__EXERCISE INPUTS__
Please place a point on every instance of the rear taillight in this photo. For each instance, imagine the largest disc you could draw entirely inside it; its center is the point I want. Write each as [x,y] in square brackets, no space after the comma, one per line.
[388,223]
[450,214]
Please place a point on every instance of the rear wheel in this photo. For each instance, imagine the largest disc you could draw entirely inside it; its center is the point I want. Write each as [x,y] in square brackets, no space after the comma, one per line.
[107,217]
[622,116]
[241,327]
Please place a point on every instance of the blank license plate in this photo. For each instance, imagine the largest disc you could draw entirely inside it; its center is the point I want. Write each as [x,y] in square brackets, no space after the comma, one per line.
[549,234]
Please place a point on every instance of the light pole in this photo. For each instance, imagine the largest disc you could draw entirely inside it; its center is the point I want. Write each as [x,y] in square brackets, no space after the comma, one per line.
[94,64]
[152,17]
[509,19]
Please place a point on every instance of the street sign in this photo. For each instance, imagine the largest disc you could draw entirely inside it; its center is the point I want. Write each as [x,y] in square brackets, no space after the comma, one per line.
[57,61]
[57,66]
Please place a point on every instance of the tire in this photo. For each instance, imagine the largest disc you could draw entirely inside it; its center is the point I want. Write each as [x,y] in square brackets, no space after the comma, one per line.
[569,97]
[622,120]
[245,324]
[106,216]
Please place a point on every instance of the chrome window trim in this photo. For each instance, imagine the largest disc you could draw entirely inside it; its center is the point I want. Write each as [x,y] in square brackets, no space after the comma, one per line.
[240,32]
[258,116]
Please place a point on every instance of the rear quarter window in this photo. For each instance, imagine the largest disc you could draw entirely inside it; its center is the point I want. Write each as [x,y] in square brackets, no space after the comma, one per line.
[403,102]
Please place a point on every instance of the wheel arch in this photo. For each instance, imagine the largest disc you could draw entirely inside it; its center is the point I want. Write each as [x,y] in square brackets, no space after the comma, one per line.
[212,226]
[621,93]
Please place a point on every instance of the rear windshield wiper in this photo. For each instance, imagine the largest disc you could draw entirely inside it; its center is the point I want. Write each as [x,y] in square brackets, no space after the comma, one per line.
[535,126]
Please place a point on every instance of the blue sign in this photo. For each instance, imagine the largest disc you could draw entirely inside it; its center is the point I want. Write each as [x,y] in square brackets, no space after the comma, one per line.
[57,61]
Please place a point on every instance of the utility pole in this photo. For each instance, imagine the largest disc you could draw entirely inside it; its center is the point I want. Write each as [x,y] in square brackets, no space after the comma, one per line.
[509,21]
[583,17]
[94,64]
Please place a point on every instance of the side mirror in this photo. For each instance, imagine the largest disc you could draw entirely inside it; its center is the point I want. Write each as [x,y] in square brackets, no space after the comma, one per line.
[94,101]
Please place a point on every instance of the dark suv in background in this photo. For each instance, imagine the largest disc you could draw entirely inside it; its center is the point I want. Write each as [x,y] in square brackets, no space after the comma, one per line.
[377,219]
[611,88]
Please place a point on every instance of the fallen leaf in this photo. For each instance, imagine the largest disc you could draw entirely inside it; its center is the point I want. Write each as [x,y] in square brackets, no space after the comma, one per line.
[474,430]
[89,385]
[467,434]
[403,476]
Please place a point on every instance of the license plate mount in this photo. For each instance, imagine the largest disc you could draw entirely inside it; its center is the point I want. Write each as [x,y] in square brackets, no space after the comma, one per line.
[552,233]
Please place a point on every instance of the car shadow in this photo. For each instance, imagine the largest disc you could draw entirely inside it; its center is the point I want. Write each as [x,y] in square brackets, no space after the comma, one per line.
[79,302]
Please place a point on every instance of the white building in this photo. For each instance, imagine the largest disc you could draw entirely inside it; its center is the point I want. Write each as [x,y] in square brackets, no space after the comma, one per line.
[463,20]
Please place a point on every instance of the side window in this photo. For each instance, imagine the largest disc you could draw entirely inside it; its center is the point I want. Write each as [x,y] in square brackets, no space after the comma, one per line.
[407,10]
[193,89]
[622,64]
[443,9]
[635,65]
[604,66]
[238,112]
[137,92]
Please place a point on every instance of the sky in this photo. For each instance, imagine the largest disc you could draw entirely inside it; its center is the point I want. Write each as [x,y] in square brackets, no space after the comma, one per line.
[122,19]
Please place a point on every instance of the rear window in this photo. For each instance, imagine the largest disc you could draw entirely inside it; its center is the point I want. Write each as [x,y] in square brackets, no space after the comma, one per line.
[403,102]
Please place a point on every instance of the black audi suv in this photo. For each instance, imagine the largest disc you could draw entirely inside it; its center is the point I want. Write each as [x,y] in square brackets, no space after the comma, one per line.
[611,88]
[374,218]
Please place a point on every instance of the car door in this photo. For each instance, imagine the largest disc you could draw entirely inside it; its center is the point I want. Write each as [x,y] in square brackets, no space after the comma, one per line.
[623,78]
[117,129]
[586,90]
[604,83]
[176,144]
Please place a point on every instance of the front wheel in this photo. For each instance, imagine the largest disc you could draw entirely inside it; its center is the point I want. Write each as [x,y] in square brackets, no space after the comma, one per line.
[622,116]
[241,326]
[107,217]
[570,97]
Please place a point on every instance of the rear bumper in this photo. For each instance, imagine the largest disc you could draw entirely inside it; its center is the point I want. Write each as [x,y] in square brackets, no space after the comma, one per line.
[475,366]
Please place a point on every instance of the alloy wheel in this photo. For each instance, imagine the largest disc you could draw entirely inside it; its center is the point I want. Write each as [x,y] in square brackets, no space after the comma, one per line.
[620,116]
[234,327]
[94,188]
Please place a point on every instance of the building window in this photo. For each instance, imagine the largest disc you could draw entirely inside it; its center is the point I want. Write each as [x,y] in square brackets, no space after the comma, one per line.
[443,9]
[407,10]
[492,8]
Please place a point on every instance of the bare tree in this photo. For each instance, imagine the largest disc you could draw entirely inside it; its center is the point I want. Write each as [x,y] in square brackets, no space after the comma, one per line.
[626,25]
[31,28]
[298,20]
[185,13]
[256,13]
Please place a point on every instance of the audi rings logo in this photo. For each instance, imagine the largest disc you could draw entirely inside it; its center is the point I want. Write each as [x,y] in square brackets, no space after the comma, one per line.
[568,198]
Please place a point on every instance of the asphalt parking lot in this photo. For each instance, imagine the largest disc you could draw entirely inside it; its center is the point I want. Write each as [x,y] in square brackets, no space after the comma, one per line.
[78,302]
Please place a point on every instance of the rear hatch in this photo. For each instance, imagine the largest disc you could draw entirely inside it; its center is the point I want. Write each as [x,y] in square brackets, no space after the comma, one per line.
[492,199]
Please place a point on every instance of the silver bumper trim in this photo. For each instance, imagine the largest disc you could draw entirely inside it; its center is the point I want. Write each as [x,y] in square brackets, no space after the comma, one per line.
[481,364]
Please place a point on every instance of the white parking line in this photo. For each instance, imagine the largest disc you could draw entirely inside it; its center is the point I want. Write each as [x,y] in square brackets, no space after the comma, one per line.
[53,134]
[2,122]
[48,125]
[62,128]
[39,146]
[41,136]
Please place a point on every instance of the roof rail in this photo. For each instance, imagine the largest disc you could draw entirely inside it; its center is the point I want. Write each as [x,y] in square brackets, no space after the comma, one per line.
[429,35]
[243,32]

__WHAT TO WORK ON__
Rewrite the data from the line containing "Please place a point on every instance of the roof" through the end of the data, both ends included, reproducing the request unchanged and shifting every coordinate in the answers by adding -75 to each number.

__TASK RESULT__
Please place a point on every instance of the roof rail in this photo. For each instance, imagine the largest disc you could draw entirely inside it; its center is the point I want. Write each as [x,y] in square brackets, no space after the comma, one per line.
[354,-40]
[168,-43]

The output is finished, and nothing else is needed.